Position identification records:
+--

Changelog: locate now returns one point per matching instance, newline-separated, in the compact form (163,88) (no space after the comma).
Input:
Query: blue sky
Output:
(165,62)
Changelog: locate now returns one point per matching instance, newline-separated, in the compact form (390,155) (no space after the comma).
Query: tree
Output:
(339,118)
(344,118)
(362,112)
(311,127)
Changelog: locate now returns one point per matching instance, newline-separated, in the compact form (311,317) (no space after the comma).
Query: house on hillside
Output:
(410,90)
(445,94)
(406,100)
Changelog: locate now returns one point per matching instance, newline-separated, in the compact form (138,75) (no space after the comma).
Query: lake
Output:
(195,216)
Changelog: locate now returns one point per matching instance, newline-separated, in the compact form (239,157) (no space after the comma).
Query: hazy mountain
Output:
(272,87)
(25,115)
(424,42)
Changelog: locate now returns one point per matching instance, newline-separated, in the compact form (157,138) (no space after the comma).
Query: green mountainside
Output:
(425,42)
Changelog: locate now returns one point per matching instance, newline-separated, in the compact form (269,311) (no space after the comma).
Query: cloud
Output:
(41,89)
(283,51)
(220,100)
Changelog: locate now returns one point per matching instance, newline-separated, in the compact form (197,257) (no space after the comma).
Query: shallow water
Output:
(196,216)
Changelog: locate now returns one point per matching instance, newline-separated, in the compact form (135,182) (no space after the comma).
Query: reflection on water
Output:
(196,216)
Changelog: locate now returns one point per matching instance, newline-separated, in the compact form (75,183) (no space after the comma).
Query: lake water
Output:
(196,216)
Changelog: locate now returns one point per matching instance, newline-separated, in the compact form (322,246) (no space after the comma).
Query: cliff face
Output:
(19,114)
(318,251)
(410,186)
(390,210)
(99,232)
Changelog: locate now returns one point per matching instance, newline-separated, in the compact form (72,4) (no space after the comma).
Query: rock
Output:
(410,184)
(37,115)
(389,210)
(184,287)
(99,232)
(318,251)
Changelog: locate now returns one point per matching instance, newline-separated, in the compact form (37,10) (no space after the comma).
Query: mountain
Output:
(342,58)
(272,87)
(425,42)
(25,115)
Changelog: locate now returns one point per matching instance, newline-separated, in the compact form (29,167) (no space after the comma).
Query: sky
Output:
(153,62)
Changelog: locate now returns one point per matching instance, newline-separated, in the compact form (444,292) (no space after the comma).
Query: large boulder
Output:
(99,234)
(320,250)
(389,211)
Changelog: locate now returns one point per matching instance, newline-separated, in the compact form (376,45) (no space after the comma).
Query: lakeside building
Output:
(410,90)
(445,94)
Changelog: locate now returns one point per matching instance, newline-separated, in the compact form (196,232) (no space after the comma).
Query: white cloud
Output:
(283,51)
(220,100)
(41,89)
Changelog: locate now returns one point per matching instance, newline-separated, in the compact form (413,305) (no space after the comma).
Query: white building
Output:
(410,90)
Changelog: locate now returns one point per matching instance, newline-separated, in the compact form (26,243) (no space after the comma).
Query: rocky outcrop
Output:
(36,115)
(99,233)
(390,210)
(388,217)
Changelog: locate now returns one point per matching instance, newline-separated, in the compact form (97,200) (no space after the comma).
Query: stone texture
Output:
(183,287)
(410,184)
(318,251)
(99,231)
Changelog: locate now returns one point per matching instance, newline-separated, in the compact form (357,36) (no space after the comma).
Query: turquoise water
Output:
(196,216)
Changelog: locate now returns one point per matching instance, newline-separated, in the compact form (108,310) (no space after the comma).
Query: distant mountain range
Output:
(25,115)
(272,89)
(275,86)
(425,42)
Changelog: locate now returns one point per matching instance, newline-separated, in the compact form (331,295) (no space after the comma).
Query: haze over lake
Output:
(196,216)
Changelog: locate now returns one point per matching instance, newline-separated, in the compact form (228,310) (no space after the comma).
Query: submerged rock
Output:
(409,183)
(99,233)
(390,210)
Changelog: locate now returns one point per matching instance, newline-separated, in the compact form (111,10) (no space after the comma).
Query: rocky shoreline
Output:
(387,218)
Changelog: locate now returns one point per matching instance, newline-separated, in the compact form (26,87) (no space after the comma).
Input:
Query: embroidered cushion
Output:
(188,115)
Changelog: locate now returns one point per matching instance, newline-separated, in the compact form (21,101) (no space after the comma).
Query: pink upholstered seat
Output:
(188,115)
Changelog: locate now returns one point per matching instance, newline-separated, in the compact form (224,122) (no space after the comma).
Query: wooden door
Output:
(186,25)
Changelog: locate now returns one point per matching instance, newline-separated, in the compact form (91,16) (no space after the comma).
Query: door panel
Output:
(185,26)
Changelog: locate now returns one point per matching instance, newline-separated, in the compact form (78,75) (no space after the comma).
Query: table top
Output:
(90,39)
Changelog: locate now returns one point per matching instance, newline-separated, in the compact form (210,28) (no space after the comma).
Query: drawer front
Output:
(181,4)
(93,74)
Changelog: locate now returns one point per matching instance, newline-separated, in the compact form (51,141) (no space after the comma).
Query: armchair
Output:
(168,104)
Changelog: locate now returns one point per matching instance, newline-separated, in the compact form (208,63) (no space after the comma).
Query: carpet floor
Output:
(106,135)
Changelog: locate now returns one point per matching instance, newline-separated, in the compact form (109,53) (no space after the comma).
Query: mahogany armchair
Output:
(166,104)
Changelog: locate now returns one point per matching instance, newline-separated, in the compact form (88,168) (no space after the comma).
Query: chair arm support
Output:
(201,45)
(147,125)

+--

*What needs to be done*.
Return all of the entries exactly as they were supplied.

*Completed task*.
Changelog: locate now returns one point per matching instance, newline-separated, in the compact form (163,88) (no space after the comma).
Input:
Query: blue sky
Output:
(165,62)
Changelog: locate now returns one point per matching instance, newline-separated, in the compact form (390,155) (no space after the comma).
Query: tree
Output:
(339,118)
(344,118)
(362,112)
(311,127)
Changelog: locate now returns one point per matching instance, newline-separated, in the compact form (311,317) (no space after the comma).
Query: house on hillside
Output:
(410,90)
(445,94)
(406,100)
Changelog: locate now returns one point per matching instance, newline-separated, in the compact form (138,75) (no space after the comma).
Query: lake
Output:
(195,216)
Changelog: locate now returns one point per matching instance, newline-separated, in the compact form (239,157) (no space after the comma).
Query: hazy mountain
Output:
(272,87)
(25,115)
(424,42)
Changelog: locate now returns one point per matching instance, newline-separated, in the compact form (157,138) (no space after the comma).
Query: green mountainside
Output:
(425,42)
Changelog: locate now returns one point per matching instance, newline-separated, in the compact form (269,311) (no space after the comma).
Query: cloud
Output:
(41,89)
(283,51)
(220,100)
Changelog: locate now returns one point per matching instance, newline-separated, in the compact form (197,257) (no space after the comma).
Query: shallow water
Output:
(196,216)
Changelog: locate now returns one point per matching instance, newline-separated, in the compact form (135,182) (no space after the comma).
Query: reflection on water
Output:
(196,216)
Changelog: locate now returns one point per matching instance, newline-separated, in the compact form (75,183) (no space after the comma).
Query: lake water
Output:
(196,216)
Changelog: locate now returns one point per matching instance, newline-separated, in the compact form (322,246) (no space after the comma).
Query: cliff face
Output:
(19,114)
(318,251)
(410,186)
(390,210)
(99,232)
Changelog: locate now returns one point per matching instance, newline-separated, in the compact form (72,4) (no space after the comma).
Query: rock
Output:
(410,184)
(37,115)
(389,210)
(184,287)
(99,232)
(318,251)
Changelog: locate now returns one point per matching instance, newline-separated, in the compact form (37,10) (no space after the comma).
Query: mountain
Output:
(342,58)
(272,87)
(425,42)
(25,115)
Changelog: locate now returns one point per matching instance, newline-separated, in the compact form (29,167) (no space after the comma).
Query: sky
Output:
(153,62)
Changelog: locate now returns one point per matching instance, newline-separated, in the compact form (444,292) (no space after the comma).
Query: large boulder
Output:
(99,234)
(320,250)
(389,211)
Changelog: locate now returns one point per matching instance, newline-separated, in the compact form (376,45) (no space after the comma).
Query: lakeside building
Output:
(410,90)
(445,94)
Changelog: locate now returns one point per matching instance, newline-separated, in the compact form (196,232) (no space after the comma).
Query: white cloud
Output:
(283,51)
(220,100)
(41,89)
Changelog: locate now returns one point per matching instance, newline-separated, in the compact form (413,305) (no space after the comma).
Query: white building
Output:
(410,90)
Changelog: locate now returns one point per matching instance, newline-separated, in the compact form (26,243) (no space after the comma).
Query: rocky outcrop
Output:
(36,115)
(99,233)
(390,210)
(388,217)
Changelog: locate now returns one point per matching instance, newline-separated, in the compact form (97,200) (no space after the comma).
Query: stone texture
Output:
(183,287)
(410,184)
(318,251)
(99,231)
Changelog: locate now returns one point per matching instance, newline-separated, in the compact form (357,36) (no space after the comma).
Query: turquoise water
Output:
(196,216)
Changelog: locate now returns one point per matching instance, newline-separated, in the compact form (108,310) (no space after the comma).
Query: distant mountain range
Output:
(25,115)
(272,89)
(275,86)
(425,42)
Changelog: locate now returns one point per matching instance, newline-separated, in the compact form (331,295) (no space after the comma).
Query: haze over lake
Output:
(196,216)
Changelog: locate now returns one point per matching instance, newline-separated, in the compact form (228,310) (no space after the comma).
Query: submerged rock
Output:
(409,183)
(99,233)
(390,210)
Changelog: locate now returns one point per matching instance, newline-separated, in the compact form (111,10) (no space after the comma).
Query: rocky shoreline
Output:
(387,218)
Changelog: locate now returns one point per matching instance, newline-separated, in the compact form (26,87) (no space after the comma).
Input:
Query: embroidered cushion
Output:
(188,115)
Changelog: locate now returns one point per matching instance, newline-separated, in the compact form (21,101) (no space after the comma).
Query: pink upholstered seat
Output:
(188,115)
Changelog: locate now returns one point per matching instance, newline-separated, in the compact form (224,122) (no space after the comma).
Query: wooden door
Output:
(186,25)
Changelog: locate now returns one point per matching instance, newline-separated, in the compact form (91,16) (no space after the comma).
Query: door panel
Output:
(185,26)
Changelog: locate now returns one point per matching instance, newline-separated, in the compact form (78,75) (no space after the comma).
Query: table top
Output:
(90,39)
Changelog: locate now returns one point per matching instance, newline-separated, in the compact form (210,28) (no space after the comma).
Query: drawer front
Output:
(181,4)
(93,74)
Changelog: locate now returns one point per matching instance, newline-separated, in the compact form (51,141) (no space after the comma).
Query: armchair
Output:
(168,104)
Changelog: locate now returns one point per matching instance, newline-separated, in the compact form (208,63) (no space after the comma).
Query: carpet floor
Output:
(106,135)
Changelog: locate now returns one point per matching instance, newline-separated, in the compact form (109,53) (no space after the comma).
Query: mahogany armchair
Output:
(166,104)
Changelog: locate now returns one point per matching instance, newline-separated, in the compact form (88,168) (no space after the comma).
Query: chair arm support
Output:
(201,45)
(147,125)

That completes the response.